(PAGE EXCERPT)

Dr. Eleonor Pusey-Reid has begun cataloging and categorizing imagery found in the 16 foundational textbooks most often used in Prelicensure Nursing curriculum. Using the Fitzpatrick Skin Phototype scale as a guide, her research will provide a simple, but comprehensive analysis of where nursing is in terms of representing patients with darker skin tones. 

“This is something that is really central to advancing equity of care and decreasing health disparities and inequalities,” said Pusey-Reid, an Associate Professor of Nursing. “Nurses are the nation’s largest healthcare profession so any changes we make, have the potential to impact many, many patients.” 

A 2015 study of top medical school textbooks showed that, while 40% of Americans identify as non-white, medical education textbooks over-represent lighter skin tones while failing to show disease manifestations on darker skin tones. 

Dr. Pusey-Reid hypothesized that nursing textbooks would not be immune to this problem. “Currently, there is no nursing research that evaluates the representation of different skin tones in our textbooks,” she said.

(End PAGE EXCERPT)

ASSIGNMENT
Please continue the piece on skin-tone representation in nursing textbooks from where it stops.

(EXERCISE DATA)

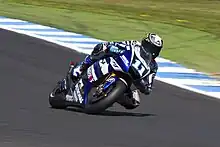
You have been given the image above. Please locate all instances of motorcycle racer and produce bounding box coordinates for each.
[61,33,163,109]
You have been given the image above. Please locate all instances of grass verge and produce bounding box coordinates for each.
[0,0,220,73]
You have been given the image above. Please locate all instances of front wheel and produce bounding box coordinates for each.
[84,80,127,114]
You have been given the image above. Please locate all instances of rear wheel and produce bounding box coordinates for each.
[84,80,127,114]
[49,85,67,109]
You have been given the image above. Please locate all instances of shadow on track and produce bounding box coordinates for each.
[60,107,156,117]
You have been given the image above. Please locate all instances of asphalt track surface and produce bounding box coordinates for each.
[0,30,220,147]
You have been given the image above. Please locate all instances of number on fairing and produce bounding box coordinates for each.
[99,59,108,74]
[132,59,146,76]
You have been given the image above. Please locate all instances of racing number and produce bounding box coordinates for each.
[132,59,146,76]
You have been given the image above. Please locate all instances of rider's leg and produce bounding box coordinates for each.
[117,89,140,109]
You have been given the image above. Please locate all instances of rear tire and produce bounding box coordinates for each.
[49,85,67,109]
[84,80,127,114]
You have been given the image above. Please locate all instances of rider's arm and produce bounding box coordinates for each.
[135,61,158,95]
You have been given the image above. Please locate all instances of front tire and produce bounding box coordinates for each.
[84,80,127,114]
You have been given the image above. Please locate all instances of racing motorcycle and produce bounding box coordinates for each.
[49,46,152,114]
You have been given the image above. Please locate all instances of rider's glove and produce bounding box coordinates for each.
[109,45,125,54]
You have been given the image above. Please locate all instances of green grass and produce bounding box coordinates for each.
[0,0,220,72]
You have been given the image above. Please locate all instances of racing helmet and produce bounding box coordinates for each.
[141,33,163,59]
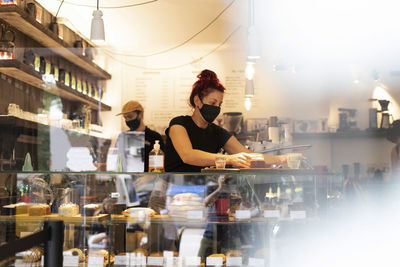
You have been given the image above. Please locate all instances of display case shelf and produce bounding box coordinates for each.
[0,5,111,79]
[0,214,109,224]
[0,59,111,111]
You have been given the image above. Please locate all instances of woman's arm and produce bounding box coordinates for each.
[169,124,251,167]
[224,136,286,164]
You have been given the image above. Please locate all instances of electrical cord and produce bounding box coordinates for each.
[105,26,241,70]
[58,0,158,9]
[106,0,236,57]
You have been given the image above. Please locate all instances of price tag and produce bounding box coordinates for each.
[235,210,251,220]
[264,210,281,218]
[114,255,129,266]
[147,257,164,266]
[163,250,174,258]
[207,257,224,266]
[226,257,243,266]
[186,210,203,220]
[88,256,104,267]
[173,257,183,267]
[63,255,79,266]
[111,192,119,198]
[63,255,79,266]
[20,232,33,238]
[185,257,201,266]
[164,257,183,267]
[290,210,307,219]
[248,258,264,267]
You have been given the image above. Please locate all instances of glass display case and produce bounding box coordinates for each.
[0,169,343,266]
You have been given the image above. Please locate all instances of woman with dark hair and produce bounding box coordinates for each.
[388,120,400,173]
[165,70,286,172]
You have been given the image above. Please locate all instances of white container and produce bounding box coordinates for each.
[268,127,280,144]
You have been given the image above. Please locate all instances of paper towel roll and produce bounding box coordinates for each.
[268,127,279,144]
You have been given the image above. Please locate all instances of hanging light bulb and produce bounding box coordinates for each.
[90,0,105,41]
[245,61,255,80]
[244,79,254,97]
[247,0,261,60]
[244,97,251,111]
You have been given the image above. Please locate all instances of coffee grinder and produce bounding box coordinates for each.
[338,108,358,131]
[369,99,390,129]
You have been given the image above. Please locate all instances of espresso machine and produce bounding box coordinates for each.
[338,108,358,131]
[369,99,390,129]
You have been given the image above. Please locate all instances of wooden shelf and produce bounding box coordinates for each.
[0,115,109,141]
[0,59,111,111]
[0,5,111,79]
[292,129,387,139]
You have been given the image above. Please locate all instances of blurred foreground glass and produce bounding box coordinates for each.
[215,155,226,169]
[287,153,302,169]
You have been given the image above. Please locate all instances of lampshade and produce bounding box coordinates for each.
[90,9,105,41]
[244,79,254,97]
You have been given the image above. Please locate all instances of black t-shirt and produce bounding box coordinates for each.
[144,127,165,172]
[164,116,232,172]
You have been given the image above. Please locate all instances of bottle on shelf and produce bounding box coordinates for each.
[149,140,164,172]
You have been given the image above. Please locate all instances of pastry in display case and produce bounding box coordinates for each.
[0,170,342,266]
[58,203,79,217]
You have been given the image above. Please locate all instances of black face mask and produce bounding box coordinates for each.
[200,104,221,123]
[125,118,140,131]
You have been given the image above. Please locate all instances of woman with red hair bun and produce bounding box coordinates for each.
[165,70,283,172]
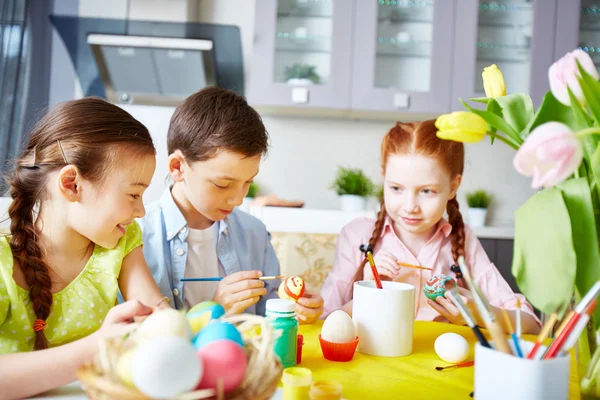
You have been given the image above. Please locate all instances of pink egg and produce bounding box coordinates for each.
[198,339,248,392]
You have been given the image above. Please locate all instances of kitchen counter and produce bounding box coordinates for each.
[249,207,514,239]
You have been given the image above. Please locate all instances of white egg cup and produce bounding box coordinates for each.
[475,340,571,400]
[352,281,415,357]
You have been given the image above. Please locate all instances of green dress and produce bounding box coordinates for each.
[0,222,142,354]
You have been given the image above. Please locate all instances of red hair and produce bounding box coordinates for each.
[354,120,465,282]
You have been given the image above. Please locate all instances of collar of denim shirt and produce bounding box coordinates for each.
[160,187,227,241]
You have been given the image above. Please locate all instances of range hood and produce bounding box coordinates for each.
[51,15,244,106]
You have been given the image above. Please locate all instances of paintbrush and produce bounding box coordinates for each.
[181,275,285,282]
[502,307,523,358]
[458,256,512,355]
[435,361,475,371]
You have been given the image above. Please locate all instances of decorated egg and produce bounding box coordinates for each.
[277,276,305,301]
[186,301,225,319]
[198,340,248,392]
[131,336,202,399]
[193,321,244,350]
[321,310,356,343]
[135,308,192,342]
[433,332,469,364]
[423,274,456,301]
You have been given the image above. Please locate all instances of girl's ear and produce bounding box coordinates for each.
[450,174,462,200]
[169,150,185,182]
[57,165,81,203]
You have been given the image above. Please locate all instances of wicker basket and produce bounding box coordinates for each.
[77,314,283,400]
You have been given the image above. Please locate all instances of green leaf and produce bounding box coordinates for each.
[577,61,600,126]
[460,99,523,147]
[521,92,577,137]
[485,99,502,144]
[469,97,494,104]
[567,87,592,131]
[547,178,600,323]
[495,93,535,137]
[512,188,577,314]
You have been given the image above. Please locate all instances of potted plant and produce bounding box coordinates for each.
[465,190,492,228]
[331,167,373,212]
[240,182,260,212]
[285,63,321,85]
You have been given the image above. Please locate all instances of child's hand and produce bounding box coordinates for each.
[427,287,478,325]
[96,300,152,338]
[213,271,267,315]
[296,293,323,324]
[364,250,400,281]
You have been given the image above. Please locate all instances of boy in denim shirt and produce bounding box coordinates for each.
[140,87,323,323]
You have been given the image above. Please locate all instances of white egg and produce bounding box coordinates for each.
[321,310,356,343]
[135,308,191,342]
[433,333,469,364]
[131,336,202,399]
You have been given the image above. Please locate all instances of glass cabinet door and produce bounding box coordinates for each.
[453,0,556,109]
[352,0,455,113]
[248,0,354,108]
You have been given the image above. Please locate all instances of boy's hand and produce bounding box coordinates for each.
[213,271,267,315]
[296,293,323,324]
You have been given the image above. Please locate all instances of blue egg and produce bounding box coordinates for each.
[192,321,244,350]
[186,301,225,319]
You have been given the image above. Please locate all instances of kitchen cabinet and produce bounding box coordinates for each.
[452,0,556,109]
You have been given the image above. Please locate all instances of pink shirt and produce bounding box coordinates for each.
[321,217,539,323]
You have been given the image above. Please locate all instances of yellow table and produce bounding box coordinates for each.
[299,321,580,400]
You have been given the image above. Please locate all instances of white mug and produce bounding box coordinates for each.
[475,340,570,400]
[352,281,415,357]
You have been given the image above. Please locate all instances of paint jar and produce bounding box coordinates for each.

(End EXERCISE DATA)

SOLVED PROBLEM
Over the past 10 years, she has watched report after report emerge of how individuals with darker skin tones receive delayed treatment and endure disease identification problems due to their provider’s deficit in knowledge of the clinical manifestations of illnesses on dark skin tones. 

“We know this is hurting patients,” Pusey-Reid said. She cites recent reports of delayed identification of Lyme Disease in patients with darker skin tones and inaccurate oxygen reading of pulse oximeters of patients in hospitals as just some of the recent reports that have shown the difficulty that patients with darker skin tones face when accessing care. 

“We need to increase the assessment skills of nurses and clinicians in regard to darker skin tones,” she said. “We do that by first increasing dark skin tone imagery in our teaching and learning materials.”